(A run of records)
==========
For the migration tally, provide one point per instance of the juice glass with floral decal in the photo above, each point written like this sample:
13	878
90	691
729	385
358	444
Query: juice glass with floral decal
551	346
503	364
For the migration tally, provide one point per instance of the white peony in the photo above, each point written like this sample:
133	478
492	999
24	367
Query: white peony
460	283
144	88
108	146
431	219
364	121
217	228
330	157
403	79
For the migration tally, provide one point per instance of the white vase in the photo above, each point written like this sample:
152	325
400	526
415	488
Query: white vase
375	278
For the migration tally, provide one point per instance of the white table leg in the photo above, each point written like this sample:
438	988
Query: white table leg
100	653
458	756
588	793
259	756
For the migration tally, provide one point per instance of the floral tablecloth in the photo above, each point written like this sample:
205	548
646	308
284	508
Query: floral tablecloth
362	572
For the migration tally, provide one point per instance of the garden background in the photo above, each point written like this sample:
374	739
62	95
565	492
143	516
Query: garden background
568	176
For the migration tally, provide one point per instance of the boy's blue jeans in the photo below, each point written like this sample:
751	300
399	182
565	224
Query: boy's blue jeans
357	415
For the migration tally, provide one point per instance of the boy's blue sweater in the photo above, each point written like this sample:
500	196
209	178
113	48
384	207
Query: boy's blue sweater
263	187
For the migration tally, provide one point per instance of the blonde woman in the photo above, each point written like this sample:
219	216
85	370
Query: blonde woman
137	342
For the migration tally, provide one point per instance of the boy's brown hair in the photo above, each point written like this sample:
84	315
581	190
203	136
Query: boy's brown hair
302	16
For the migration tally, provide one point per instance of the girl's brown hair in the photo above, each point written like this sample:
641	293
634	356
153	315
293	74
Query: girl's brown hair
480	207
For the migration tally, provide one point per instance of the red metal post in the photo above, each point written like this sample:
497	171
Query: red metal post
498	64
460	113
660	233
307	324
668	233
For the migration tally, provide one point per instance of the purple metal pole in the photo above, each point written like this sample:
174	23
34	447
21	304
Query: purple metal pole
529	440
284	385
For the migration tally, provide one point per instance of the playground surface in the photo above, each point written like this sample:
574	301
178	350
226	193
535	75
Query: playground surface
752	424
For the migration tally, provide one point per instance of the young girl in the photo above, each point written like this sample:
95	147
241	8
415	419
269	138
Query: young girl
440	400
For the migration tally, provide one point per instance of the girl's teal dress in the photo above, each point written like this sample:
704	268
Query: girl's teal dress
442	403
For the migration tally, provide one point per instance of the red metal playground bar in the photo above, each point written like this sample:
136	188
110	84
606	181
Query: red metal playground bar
==========
Retype all the material above precisely, with no line left out.

For the migration tally, provide one point per instance of the juice glass with floral decal in the photo above, each point written like this sample:
13	878
90	691
729	385
358	444
Query: juice glass with floral decal
551	346
503	364
For the migration tally, provide one point per instance of the white peony in the photo above, each point written like this sample:
133	478
492	999
24	367
Query: white peony
460	283
144	88
108	146
431	219
364	121
217	228
330	157
403	79
For the migration tally, provide one point per instance of the white vase in the photo above, each point written like this sample:
152	325
400	526
415	488
Query: white vase
375	278
For the migration tally, provide one point per instance of the white table leg in the photo above, each point written like this sample:
438	988
Query: white table leg
100	653
458	756
588	793
259	756
For the migration tally, provide one point per instance of the floral tablecloth in the photo above, each point written like this sample:
205	548
646	308
284	508
Query: floral tablecloth
362	572
For the migration tally, provide one point per instance of the garden background in the photo above, each point written like this sample:
374	739
62	95
565	492
143	516
Query: garden background
568	176
For the migration tally, provide one point per instance of the boy's blue jeans in the photo below, each point written like this sample:
751	300
399	182
565	224
Query: boy's blue jeans
357	415
For the migration tally, provide one point per instance of the boy's blue sweater in the photo above, each point written like this sample:
500	196
209	178
113	48
384	207
Query: boy's blue sweater
263	187
For the migration tally, provide one point per instance of the blonde woman in the photo above, each point written like this sample:
219	216
85	370
Query: blonde woman
137	342
For the migration tally, provide one point per instance of the boy's brown hair in the photo above, each point written like this sample:
84	315
581	190
203	136
Query: boy's brown hair
302	16
For the migration tally, provide one point per instance of the girl's brown hair in the photo above, each point written like this sample:
641	293
634	356
153	315
293	74
Query: girl's brown hair
480	207
For the migration tally, provide one point per instance of the red metal post in the photo above, each point written like this sample:
497	171
Query: red metal post
498	64
460	113
660	233
307	324
668	233
For the migration tally, provide one point per instance of the purple metal pole in the photo above, each point written like this sample:
174	23
34	447
21	304
Query: purple metal pole
529	440
284	385
For the migration tally, provide one point per instance of the playground surface in the photo above, each point written like this sample:
574	301
178	350
226	193
535	75
Query: playground surface
752	424
For the migration tally, provide one point per instance of the young girl in the photo above, each point written like this sample:
95	147
241	8
415	419
269	138
Query: young girl
440	400
For the migration tally, provide one point per instance of the girl's teal dress in the photo above, each point written like this sample:
704	268
Query: girl's teal dress
442	403
For the migration tally, provide one point per instance of the red metal playground bar in the photo above, each point written like this sample:
136	188
110	84
606	181
Query: red metal playground bar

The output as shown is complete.